-- BEGIN DOCUMENT --

= Ed Rose (lyricist) =

American lyrist (1875–1935)

Ed Rose (née Edward Smackels Jr.; 24 November 1875 Chicago — 29 April 1935 Evanston, Illinois), was an American lyricist who wrote the words to Oh Johnny, Oh Johnny, Oh! composed in 1917 by Abe Olman.

== Rose & Snyder Co. Incorporated ==
In 1906, George M. Krey (a music publisher from Boston), Ted Snyder, and Ed Rose formed the music publishing company, Rose & Snyder Co., located in Tin Pan Alley. In May 1908, the firm was incorporated in the state of New York. The directors were Edward Smackels, George M. Krey, and Maurice H. Rosenzweig, an entertainment lawyer. That same month (May 1908), Ed Snyder severed his affiliation with Ed Rose and Ted Snyder. And, in June 1909, Ted Snyder severed his connection with the firm to form his own music publishing company, the Ted Snyder Company, which evolved into Waterson, Berlin & Snyder, Inc., in 1918. In 1909, composer Thomas Lemonier (1870–1945) joined the staff of Rose & Snyder.

== Selected works ==

F.A. Mills, 48 West 29 Street, New York City
- There Must Be Somethin' the Matter with Me, lyrics by Rose, music by Ted Snyder (1904)

-- END DOCUMENT --
-- BEGIN SOURCE RECORDS --

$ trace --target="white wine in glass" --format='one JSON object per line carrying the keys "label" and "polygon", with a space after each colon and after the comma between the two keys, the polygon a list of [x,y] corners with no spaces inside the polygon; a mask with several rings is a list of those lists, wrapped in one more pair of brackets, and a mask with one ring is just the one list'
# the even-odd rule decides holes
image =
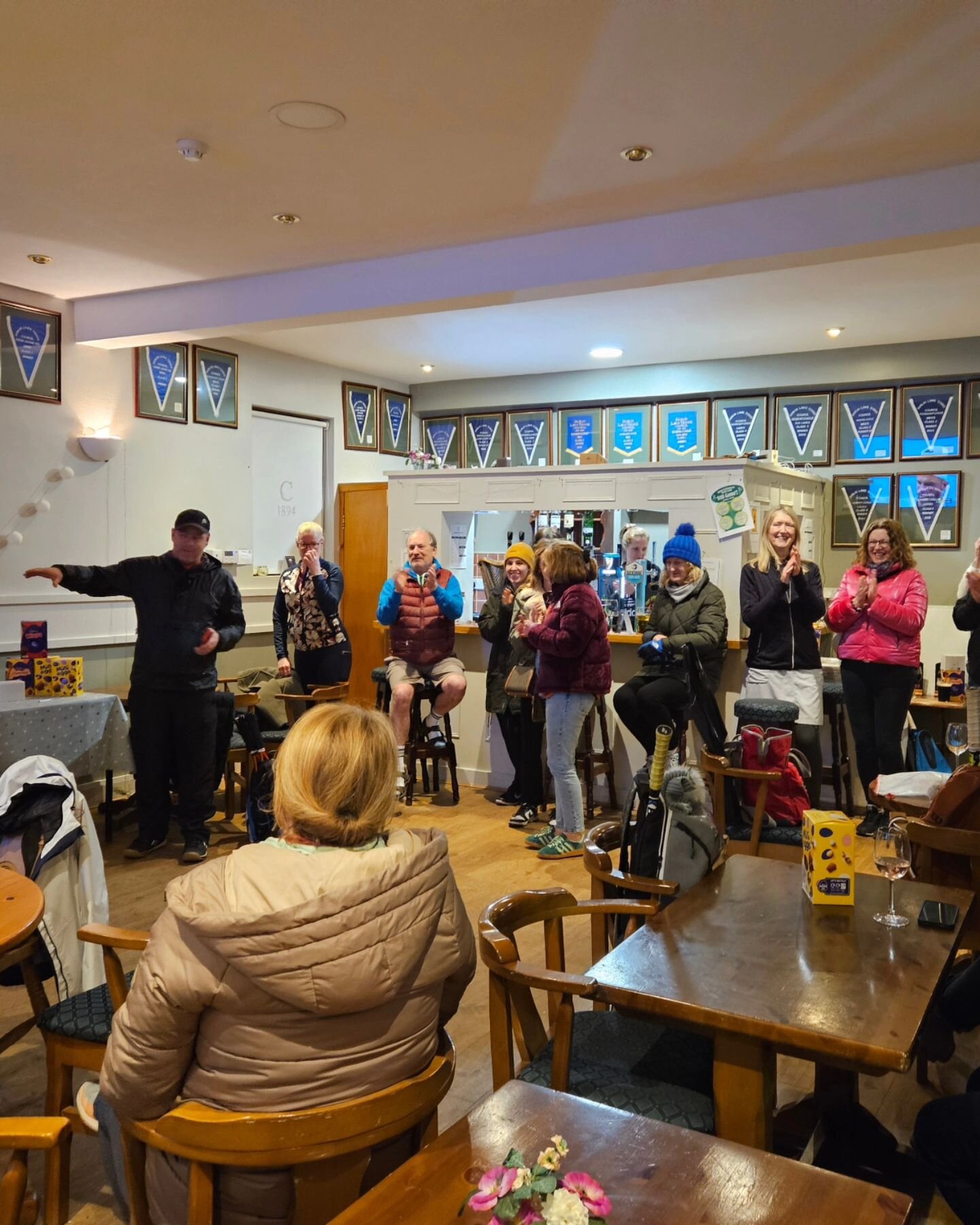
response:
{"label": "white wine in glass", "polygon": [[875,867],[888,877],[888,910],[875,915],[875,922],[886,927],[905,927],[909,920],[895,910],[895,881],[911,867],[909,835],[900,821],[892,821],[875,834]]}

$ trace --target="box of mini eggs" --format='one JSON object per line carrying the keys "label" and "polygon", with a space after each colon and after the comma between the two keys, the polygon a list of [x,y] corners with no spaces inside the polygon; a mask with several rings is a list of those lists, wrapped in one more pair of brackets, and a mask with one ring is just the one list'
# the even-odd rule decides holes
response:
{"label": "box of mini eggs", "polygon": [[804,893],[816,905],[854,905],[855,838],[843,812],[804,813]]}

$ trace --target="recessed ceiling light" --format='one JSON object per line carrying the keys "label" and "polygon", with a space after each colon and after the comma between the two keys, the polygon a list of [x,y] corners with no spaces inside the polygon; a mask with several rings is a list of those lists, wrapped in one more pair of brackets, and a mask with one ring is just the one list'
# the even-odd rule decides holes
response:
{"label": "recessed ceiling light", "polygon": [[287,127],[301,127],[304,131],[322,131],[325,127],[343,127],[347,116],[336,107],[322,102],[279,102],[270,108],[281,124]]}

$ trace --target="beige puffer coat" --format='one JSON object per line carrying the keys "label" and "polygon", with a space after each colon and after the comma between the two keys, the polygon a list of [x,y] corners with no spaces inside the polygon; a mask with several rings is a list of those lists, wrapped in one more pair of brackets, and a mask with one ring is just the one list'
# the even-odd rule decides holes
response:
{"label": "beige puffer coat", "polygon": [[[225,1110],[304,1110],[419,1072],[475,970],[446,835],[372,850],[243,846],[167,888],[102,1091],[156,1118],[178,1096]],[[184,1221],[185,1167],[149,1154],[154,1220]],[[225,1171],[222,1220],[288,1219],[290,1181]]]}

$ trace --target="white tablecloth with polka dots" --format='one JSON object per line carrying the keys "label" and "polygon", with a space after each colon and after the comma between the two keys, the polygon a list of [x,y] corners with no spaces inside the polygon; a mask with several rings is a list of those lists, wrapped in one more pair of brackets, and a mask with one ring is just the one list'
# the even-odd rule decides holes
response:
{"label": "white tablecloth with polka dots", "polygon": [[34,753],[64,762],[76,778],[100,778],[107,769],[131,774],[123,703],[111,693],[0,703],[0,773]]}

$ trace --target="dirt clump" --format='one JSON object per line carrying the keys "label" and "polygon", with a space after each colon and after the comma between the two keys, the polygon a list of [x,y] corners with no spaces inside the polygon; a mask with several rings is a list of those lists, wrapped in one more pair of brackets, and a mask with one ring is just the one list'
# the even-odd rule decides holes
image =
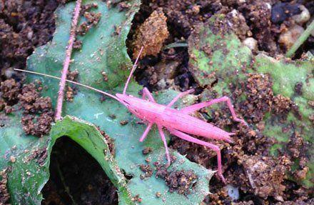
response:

-- END SOURCE RECORDS --

• **STATED TASK 1**
Gather every line of the listing that contains the string "wine", treating uppercase and lowercase as different.
• **STATED TASK 2**
Proceed with the Ed Rose article, picking up right after its last line.
The Ed Rose article and the listing have nothing to do with each other.

• **RESULT 1**
$ trace --target="white wine in glass" --format='one JSON object per line carrying the keys "label" and "polygon", with a space after each colon and after the comma between the two keys, the polygon a list of [x,y] corners with no spaces inside the polygon; a mask with several rings is a list of those lists, wrapped in one more pair of brackets, and a mask with one ring is just the one list'
{"label": "white wine in glass", "polygon": [[875,867],[888,877],[888,910],[875,915],[875,922],[886,927],[905,927],[909,920],[895,910],[895,881],[911,867],[909,835],[900,821],[892,821],[875,834]]}

• **RESULT 2**
- The Man in the Moon Was Wise, lyrics by Rose, music by Ted Snyder (1904)
- The Goblin Man, lyrics by Rose, music by Ted Snyder (1904)
- Here's My Friend, lyrics by Rose, music by Ted Snyder (1904)
- Heinie, lyrics by Rose, music by Ted Snyder (1904)
- I Wonder If You Miss Me as I Miss You, lyrics by Rose, music by Ted Snyder (1904)
- Nothin' From Nothin' Leaves You, lyrics by Rose, music by Ted Snyder (1905)
- Don't Notice Me, lyrics by Rose, music by Ted Snyder (1906)
- I Marched Around Again, lyrics by Rose, music by Ted Snyder (1907)
- Take a Car, lyrics by Rose, music by Ted Snyder (1908)

Ted Snyder Company
- If You Cared For Me As I Cared for You, lyrics by Rose, music by Ted Snyder (1908)

Rose & Snyder Co. Incorporated, New York
- Don't Worry: It May Not All Be True, lyrics by Rose, music by Ted Snyder (1907)
- What You Goin' to Tell Old St. Peter: When You Meet Him at the Golden Gate? lyrics & music by Rose (1908)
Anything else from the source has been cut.